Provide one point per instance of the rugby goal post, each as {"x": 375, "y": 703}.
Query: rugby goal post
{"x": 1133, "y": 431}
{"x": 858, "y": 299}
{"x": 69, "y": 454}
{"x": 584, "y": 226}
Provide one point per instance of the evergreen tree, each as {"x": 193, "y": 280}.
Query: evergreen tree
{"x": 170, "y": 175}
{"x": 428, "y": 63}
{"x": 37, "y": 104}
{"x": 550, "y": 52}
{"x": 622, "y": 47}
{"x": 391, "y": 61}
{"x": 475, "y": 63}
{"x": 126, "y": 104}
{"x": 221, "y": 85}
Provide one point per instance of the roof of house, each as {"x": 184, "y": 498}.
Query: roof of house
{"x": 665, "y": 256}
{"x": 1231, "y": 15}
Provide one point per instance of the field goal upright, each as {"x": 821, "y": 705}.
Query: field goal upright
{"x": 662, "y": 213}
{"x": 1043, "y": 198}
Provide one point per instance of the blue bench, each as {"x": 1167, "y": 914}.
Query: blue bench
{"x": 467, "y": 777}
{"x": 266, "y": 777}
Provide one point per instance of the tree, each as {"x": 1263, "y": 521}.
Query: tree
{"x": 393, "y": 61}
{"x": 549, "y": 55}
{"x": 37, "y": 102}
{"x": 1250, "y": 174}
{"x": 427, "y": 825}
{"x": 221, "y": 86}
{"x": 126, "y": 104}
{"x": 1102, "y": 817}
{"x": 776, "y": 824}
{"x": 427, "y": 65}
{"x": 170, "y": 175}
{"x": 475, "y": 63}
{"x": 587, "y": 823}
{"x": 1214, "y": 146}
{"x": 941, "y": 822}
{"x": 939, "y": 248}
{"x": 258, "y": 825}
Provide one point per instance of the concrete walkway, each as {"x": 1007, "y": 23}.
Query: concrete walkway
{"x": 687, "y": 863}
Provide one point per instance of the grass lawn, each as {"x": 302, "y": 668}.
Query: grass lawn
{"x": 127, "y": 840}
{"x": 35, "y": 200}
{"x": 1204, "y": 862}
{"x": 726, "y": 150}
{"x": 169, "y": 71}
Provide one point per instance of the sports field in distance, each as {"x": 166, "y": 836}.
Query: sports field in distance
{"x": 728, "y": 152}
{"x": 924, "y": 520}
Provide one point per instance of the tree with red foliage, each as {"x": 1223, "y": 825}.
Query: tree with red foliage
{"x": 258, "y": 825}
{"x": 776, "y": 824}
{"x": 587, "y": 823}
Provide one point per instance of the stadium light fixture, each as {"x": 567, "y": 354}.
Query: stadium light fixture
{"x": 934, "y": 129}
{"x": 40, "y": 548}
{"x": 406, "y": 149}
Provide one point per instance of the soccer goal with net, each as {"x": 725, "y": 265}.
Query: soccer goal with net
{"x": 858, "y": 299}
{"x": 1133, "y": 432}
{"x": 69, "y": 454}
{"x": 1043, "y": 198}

____

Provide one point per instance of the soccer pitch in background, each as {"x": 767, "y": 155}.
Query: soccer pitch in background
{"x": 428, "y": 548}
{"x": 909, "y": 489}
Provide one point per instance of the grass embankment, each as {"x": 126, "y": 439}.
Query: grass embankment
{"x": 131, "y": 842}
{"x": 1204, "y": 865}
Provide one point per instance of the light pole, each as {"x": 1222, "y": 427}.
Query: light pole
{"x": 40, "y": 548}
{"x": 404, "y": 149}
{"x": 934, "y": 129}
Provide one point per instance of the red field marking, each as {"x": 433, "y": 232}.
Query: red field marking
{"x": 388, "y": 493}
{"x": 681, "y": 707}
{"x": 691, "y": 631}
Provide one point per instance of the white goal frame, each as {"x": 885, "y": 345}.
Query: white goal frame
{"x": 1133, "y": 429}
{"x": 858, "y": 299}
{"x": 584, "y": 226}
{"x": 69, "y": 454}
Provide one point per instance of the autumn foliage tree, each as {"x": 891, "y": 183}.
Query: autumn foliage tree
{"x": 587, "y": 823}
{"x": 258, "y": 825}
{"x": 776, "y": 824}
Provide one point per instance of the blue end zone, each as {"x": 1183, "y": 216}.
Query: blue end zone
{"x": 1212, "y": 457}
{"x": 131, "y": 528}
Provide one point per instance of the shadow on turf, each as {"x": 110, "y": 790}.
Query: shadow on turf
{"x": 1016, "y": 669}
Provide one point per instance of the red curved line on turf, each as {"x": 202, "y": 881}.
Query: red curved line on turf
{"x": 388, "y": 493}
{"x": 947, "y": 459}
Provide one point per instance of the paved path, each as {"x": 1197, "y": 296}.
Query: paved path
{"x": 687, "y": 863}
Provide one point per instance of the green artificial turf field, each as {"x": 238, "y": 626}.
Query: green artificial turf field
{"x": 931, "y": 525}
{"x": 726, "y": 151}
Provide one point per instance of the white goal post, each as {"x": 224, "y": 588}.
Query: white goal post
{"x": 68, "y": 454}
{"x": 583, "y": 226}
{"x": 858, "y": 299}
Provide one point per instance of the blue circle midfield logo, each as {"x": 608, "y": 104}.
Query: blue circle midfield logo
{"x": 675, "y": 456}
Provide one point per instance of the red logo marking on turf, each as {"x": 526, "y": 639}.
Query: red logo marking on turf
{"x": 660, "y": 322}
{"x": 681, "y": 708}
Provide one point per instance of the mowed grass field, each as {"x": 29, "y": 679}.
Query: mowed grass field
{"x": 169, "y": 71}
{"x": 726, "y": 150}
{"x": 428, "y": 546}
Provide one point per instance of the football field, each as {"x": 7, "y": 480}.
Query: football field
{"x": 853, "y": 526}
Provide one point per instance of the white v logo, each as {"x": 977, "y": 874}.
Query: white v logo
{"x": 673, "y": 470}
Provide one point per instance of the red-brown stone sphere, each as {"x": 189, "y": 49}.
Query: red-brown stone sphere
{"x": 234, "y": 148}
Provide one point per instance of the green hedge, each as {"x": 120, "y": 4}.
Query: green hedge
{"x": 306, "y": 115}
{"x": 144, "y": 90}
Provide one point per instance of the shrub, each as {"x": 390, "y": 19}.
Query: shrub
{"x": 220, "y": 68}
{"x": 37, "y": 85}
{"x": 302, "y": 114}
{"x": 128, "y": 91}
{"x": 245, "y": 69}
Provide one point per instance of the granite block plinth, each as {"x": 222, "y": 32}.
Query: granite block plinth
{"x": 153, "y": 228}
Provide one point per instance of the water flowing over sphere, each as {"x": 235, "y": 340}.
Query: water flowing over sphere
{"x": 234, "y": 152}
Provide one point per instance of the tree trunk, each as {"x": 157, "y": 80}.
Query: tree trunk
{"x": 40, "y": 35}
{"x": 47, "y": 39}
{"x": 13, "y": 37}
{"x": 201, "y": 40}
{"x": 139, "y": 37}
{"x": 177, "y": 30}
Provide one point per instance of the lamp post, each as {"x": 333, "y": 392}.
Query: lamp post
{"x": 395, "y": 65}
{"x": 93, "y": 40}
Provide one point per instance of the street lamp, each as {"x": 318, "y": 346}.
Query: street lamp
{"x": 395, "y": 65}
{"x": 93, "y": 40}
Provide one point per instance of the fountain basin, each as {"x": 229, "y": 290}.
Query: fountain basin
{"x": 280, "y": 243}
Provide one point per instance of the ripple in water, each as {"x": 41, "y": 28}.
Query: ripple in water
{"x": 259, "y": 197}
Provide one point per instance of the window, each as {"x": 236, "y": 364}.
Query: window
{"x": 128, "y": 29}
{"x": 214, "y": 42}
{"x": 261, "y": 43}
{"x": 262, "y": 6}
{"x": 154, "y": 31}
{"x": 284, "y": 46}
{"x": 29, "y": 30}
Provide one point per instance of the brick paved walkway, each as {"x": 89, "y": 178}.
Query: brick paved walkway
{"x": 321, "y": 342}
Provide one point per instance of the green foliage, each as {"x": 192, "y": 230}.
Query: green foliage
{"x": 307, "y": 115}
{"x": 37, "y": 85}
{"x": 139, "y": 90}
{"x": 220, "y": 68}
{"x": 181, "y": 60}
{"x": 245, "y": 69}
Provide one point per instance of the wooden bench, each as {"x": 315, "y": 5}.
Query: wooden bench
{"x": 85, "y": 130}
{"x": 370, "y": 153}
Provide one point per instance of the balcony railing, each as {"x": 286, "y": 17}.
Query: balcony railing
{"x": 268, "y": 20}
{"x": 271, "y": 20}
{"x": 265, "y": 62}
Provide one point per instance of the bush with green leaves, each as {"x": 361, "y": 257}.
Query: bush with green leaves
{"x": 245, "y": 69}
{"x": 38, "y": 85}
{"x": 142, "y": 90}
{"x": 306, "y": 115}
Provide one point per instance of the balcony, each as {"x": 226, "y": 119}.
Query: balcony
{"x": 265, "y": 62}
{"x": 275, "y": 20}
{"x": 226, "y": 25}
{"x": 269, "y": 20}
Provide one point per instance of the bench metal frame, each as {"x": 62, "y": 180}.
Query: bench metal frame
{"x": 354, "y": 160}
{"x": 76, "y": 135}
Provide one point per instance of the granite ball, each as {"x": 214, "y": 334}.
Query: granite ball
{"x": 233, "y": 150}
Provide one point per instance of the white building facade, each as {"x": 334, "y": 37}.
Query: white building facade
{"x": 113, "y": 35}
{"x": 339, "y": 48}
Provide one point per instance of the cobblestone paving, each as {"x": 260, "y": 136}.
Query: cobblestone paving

____

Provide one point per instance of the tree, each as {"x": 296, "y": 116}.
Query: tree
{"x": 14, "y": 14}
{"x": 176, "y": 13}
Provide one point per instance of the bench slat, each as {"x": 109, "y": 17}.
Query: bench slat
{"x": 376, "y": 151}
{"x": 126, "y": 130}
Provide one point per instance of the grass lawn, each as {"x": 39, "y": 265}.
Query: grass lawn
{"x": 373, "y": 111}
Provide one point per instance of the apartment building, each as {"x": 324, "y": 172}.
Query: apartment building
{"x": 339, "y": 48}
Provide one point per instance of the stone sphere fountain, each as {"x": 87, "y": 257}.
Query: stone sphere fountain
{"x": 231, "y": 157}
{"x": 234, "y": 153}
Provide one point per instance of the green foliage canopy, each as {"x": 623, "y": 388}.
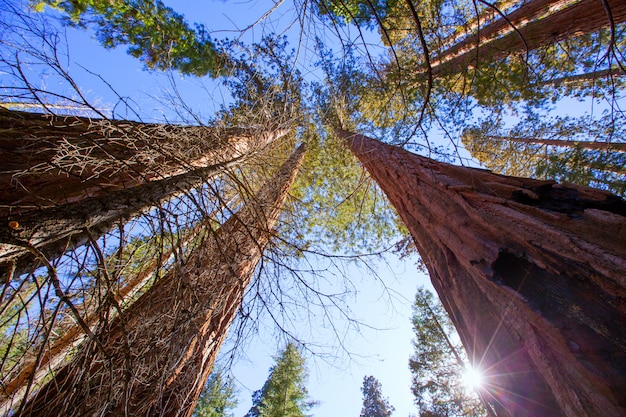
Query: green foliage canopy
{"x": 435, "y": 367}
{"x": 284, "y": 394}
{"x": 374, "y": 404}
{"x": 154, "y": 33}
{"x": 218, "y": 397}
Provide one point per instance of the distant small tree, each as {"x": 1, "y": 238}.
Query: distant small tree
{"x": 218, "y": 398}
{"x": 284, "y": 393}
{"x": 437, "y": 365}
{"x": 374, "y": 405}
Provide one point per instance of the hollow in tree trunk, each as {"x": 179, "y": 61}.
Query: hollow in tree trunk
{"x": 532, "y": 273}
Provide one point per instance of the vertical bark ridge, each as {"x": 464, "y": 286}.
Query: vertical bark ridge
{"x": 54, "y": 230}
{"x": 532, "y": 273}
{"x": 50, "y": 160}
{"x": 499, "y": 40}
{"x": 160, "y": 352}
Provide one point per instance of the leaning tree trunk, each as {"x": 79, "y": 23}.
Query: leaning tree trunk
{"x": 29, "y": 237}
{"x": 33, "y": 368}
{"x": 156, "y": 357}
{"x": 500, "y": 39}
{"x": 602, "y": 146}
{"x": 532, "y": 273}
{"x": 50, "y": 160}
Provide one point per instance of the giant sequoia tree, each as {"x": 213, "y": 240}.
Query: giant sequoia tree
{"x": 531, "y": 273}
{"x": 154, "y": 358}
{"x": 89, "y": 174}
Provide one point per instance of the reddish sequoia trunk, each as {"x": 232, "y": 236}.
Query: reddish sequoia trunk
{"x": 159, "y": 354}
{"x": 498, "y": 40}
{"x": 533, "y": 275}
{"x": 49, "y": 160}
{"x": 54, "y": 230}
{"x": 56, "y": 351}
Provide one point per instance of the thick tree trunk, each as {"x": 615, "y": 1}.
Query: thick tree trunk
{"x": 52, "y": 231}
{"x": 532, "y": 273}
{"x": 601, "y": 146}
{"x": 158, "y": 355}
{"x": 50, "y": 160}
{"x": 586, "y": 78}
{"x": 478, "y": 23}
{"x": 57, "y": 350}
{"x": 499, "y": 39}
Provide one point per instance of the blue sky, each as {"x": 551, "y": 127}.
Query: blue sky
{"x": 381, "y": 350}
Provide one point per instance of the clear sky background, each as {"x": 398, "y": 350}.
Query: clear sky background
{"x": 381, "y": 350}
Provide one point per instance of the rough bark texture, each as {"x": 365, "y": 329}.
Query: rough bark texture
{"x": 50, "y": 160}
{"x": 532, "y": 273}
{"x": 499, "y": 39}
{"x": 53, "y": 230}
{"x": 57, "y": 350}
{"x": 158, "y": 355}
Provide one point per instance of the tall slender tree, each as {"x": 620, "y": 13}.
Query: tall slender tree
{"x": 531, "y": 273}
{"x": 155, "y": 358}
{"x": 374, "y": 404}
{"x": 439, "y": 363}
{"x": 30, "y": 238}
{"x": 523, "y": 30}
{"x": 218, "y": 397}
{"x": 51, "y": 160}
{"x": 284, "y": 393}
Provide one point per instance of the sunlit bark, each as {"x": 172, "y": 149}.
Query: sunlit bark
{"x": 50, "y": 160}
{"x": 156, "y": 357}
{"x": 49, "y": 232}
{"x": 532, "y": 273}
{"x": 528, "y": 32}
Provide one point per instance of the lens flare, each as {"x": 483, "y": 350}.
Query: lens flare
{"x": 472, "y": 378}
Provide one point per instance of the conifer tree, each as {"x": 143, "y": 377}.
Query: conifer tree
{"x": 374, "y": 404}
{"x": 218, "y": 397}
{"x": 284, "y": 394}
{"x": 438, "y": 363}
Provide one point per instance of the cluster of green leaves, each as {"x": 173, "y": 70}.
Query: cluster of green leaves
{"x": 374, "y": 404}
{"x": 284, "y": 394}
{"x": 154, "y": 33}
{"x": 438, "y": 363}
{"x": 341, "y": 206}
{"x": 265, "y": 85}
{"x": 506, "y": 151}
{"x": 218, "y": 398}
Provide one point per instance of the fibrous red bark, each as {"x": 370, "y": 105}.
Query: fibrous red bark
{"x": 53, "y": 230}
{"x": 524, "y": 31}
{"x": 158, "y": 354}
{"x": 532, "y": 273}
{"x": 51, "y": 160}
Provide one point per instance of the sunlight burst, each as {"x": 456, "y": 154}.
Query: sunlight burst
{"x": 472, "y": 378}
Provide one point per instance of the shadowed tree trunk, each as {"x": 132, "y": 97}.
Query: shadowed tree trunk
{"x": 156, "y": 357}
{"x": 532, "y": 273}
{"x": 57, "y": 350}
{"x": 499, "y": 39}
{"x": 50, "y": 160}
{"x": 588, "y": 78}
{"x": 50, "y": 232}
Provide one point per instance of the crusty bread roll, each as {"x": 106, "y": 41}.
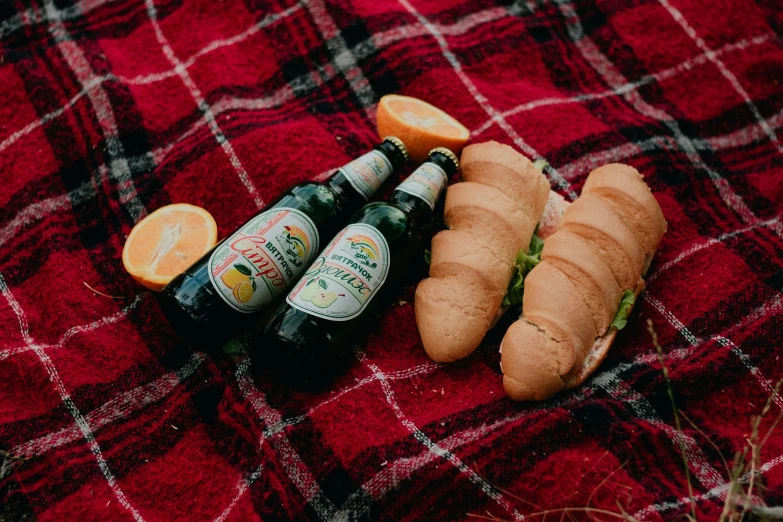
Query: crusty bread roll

____

Read the listing above, then copy every line that includes the string "crusty".

> [Response area]
Provide one point per instance of the crusty bread roll, each as {"x": 106, "y": 41}.
Query: crusty bread roll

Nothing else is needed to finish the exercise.